Assembly emitter

x86-64 has a lot of instructions. They are described in Volume 2 of the 5 Volume "Intel® 64 and IA-32 Architectures Software Developer’s Manual". Just this volume alone is over 2000 pages, which would take forever to fully implement. As a result, we will use only a subset of these instructions. This the rough plan:

Most instructions like add will only be implemented with r64 r64 versions.
To accomplish something like add rax, 1, we will use a temporary register X
- mov X, 1
- add rax, X
- The constant propagation system will be able to provide enough information that we could eventually use add r64 immX and similar if needed.
- Register allocation should handle the case (set! x (+ 3 y)) as:
  - mov x, 3
  - add x, y
- but (set! x (+ y 3)), in cases where y is needed after and x can't take its place, will become the inefficient
  - mov x, y
  - mov rtemp, 3
  - add x, rtemp
Loading constants into registers will be done efficiently, using the same strategy used by modern versions of gcc and clang.
Memory access will be done in the form mov rdest, [roff + raddr] where roff is the offset register. Doing memory access in this form was found to be much faster in simple benchmark test.
Memory access to the stack will have an extra sub and more complicated dereference. GOAL code seems to avoid using the stack in most places, and I suspect the programmers attempted to avoid stack spills.

[Coordinate annotation records]
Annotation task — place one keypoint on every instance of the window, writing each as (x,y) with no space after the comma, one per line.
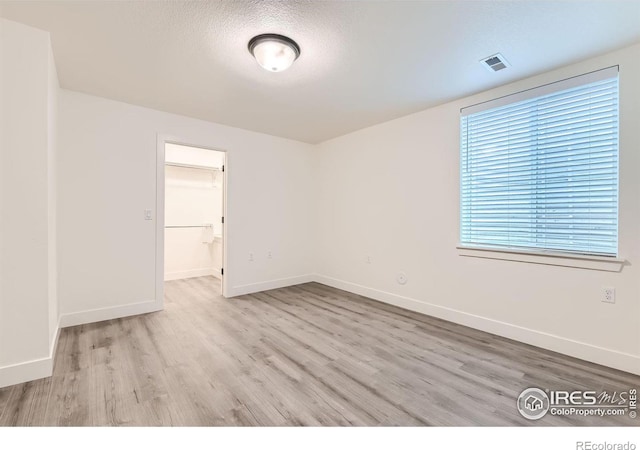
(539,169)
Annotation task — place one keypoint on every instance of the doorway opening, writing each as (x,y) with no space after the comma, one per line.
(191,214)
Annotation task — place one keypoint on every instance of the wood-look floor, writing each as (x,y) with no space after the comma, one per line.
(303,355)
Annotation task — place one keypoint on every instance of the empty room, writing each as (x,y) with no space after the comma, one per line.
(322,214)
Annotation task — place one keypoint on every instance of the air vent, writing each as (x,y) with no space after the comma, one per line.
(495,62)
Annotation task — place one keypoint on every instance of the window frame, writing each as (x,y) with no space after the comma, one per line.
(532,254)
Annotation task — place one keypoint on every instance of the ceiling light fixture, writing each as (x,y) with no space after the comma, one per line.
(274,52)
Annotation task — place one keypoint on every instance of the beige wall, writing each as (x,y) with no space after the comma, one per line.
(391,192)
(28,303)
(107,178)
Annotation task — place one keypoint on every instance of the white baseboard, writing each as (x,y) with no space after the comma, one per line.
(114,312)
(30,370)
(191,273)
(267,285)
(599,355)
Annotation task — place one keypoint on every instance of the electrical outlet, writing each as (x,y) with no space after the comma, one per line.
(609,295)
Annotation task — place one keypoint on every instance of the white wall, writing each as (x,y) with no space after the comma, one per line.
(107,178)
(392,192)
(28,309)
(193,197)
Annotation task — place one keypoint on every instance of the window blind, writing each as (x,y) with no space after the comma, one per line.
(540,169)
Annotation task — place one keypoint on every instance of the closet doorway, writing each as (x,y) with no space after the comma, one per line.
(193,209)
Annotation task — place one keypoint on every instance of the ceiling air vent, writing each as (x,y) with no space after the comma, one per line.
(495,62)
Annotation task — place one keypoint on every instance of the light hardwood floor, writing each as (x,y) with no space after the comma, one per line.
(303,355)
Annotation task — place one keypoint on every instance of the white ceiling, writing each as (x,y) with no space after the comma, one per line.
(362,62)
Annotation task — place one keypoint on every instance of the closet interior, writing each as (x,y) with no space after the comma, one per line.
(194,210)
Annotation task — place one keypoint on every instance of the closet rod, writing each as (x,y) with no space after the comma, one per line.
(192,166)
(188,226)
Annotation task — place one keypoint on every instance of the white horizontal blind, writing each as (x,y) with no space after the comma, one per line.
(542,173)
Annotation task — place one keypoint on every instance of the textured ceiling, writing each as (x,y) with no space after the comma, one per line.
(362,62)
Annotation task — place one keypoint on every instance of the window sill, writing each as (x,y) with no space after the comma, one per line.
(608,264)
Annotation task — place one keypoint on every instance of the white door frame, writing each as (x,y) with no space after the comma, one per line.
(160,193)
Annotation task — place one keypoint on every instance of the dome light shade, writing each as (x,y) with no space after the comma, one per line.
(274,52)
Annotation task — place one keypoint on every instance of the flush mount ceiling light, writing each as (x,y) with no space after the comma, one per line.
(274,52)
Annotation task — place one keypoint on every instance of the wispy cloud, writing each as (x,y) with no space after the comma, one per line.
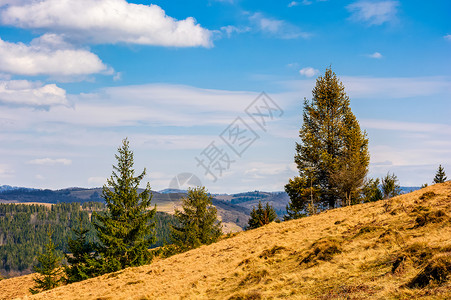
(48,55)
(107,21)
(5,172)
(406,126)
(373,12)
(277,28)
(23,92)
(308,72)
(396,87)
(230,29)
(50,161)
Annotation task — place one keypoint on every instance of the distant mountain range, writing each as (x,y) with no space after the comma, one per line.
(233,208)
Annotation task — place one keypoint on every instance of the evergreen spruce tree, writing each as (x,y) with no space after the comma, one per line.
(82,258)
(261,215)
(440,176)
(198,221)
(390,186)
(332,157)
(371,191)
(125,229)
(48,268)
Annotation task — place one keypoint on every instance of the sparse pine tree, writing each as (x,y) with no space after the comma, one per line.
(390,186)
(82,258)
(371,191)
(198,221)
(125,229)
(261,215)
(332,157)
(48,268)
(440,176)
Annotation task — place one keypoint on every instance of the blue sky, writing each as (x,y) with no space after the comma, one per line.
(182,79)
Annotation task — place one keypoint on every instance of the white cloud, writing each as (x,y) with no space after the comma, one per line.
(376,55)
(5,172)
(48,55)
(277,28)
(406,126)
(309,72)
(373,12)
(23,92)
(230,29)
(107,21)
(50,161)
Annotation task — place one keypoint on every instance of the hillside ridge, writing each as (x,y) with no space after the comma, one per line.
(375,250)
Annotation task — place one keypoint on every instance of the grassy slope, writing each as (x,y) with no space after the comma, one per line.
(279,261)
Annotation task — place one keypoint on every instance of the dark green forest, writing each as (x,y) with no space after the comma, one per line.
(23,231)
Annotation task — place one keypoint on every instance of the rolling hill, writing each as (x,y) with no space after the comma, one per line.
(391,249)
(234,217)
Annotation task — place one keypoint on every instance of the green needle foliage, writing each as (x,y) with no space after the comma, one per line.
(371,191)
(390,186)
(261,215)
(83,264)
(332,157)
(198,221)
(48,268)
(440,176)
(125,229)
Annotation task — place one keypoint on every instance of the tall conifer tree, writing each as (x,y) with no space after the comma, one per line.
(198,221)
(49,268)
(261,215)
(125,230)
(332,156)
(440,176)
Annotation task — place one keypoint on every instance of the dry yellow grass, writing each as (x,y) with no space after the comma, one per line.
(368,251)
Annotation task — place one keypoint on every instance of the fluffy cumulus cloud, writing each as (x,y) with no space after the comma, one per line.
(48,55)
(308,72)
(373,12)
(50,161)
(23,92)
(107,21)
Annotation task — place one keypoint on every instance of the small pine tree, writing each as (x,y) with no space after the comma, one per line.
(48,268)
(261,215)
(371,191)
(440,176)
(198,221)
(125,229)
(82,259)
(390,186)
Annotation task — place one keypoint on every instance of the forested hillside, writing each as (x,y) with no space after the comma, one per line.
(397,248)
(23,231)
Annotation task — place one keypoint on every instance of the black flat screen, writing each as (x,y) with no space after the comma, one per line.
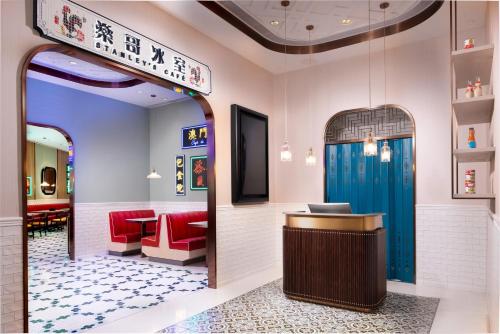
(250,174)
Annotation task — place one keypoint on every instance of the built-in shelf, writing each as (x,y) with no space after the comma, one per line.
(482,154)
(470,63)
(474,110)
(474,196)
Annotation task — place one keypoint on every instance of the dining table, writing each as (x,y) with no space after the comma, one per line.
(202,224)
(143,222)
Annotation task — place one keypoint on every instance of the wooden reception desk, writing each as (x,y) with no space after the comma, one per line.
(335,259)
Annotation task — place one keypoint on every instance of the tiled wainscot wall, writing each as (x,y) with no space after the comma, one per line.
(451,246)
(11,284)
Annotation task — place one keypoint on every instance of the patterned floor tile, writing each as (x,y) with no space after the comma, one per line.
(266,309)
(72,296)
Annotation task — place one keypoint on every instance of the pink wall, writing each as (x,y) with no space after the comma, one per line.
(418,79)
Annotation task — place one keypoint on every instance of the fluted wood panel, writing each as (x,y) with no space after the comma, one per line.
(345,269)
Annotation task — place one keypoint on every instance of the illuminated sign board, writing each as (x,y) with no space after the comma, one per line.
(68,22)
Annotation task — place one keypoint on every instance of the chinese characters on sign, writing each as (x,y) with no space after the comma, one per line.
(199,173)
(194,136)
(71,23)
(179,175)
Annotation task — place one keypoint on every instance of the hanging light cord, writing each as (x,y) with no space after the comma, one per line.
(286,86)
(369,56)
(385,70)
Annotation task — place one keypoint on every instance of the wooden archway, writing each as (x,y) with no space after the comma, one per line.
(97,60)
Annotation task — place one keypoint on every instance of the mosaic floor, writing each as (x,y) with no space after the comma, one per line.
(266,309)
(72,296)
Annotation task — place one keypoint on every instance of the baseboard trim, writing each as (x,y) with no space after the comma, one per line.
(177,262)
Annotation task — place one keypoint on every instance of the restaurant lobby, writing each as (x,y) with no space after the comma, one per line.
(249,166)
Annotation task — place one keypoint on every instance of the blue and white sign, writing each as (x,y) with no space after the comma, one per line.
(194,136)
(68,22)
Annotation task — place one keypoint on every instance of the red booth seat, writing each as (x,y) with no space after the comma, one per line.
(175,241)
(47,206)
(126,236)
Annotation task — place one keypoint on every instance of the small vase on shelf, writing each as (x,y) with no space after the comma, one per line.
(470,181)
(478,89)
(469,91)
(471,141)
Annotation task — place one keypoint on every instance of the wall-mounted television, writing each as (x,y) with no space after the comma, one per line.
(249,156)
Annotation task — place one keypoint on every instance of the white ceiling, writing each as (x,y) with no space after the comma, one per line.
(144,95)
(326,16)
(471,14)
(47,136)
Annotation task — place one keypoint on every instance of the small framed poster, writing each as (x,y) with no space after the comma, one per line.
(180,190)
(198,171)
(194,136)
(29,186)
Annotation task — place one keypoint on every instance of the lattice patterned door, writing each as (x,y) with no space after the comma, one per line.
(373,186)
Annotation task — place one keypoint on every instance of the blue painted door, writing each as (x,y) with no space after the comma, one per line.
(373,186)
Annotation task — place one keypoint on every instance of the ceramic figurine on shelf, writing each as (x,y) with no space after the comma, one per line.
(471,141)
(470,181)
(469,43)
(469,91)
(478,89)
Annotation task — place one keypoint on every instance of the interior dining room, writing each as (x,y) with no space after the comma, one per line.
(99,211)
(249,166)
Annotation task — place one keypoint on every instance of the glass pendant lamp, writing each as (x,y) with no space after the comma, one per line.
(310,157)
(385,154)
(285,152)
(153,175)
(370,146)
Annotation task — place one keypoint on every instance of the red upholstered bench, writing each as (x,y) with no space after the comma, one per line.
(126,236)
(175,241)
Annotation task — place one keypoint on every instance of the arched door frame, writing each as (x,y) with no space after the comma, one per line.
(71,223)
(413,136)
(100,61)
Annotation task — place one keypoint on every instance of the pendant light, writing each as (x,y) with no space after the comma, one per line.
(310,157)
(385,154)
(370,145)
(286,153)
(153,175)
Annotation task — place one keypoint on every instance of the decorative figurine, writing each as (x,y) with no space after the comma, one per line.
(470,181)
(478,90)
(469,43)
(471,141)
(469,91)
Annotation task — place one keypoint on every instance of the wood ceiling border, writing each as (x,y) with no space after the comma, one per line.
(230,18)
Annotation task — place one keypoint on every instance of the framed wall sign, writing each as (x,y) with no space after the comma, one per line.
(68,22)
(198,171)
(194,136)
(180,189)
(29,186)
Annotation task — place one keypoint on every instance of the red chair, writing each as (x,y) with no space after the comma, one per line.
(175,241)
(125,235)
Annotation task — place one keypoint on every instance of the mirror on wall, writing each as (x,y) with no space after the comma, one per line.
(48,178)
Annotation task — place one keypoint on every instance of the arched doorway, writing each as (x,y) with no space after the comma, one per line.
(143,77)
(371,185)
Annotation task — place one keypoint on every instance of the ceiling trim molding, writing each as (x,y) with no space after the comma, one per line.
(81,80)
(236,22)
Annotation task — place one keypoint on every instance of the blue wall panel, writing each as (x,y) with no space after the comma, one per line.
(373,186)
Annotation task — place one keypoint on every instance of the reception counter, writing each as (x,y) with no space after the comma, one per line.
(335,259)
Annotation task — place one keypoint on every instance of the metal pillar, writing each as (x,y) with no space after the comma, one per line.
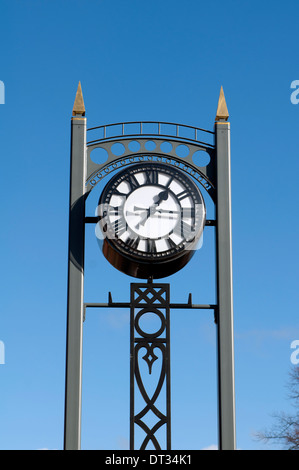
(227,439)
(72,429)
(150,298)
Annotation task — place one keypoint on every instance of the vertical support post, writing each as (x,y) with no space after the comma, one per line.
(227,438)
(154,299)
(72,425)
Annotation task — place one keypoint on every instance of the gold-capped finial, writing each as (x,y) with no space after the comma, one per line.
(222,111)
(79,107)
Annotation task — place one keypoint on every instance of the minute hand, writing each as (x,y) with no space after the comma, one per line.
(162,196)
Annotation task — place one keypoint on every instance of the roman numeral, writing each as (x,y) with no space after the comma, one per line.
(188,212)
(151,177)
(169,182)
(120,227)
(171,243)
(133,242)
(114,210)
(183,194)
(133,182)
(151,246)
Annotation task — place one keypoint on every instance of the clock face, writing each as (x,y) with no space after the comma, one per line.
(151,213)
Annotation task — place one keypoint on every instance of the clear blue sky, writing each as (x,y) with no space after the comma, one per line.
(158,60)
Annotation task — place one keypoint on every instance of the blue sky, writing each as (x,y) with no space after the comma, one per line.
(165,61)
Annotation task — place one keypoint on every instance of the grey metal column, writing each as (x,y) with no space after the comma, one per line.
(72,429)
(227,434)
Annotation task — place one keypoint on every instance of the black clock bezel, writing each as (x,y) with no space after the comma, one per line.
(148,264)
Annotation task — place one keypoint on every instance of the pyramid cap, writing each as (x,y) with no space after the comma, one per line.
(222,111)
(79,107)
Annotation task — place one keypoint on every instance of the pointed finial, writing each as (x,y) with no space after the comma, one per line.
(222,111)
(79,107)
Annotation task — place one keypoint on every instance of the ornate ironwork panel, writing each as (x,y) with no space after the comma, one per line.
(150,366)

> [EXERCISE DETAILS] Repeat the assembly emitter text word for word, from "To accomplish something" up to and including "gcc and clang.". Work from the assembly emitter text alone.

> [EXPECTED ANSWER]
To accomplish something like add rax, 1, we will use a temporary register X
- mov X, 1
- add rax, X
- The constant propagation system will be able to provide enough information that we could eventually use add r64 immX and similar if needed.
- Register allocation should handle the case (set! x (+ 3 y)) as:
  - mov x, 3
  - add x, y
- but (set! x (+ y 3)), in cases where y is needed after and x can't take its place, will become the inefficient
  - mov x, y
  - mov rtemp, 3
  - add x, rtemp
Loading constants into registers will be done efficiently, using the same strategy used by modern versions of gcc and clang.